Activité:
Répondez à ces questions à partir de l'extrait sur l'ONDAM :
1. Quel exemple est présenté comme le plus frappant ?
2. À quel taux la progression de l'objectif affecté aux dépenses médico-sociales a-t-elle été fixée ?
3. Quels facteurs expliquent que sa hausse n'ait jamais été inférieure à 6 % ?

Extrait cité:
╭──

Une autre technique de gestion intéressante consiste à élaborer des indicateurs et à les doter d’objectifs sans lien avec la réalité et sans visée en termes de santé publique. Les objectifs nationaux de dépenses d’assurance maladie – ONDAM – en sont l’exemple le plus frappant. La progression de celui qui est affecté aux dépenses médico-sociales a été arbitrairement fixée à 3,8 %. Or, jusqu’à présent, sa hausse n’a jamais été inférieure à 6 %. Le vieillissement de la population, les retards structurels dans la prise en charge du handicap expliquent cet état de fait. Mais alors que l’ONDAM est en nette régression, le Gouvernement affiche sa volonté de créer de plus en plus de places d’accueil, que ce soit à travers le plan Solidarité- Grand Âge ou lors de la conférence nationale du handicap, ce qui n’est pas compatible.

╰──

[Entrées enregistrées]
╭──

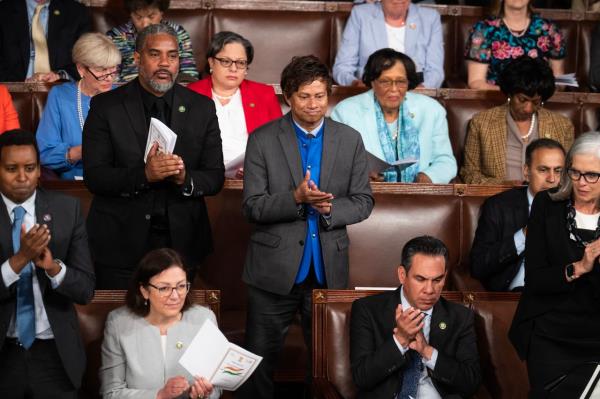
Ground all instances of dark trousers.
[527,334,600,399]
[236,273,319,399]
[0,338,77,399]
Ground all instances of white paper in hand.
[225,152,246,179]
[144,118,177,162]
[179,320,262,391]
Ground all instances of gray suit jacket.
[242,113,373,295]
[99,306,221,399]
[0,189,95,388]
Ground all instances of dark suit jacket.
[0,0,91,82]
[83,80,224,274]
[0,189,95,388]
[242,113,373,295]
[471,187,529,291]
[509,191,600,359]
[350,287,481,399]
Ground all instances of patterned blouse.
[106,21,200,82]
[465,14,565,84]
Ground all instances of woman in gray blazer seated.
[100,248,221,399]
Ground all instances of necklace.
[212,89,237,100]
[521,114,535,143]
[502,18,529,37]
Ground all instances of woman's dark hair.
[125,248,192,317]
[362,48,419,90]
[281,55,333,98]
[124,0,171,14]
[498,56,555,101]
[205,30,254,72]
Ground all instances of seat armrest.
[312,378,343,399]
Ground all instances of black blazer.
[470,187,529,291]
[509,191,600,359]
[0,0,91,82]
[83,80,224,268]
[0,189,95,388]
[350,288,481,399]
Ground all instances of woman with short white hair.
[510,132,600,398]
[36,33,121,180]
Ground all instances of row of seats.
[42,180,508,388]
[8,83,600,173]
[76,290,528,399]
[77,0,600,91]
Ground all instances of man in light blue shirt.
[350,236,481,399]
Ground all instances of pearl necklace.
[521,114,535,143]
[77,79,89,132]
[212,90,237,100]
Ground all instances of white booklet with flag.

╰──

Réponse:
1. Les objectifs nationaux de dépenses d'assurance maladie (ONDAM).
2. À 3,8 %.
3. Le vieillissement de la population et les retards structurels dans la prise en charge du handicap.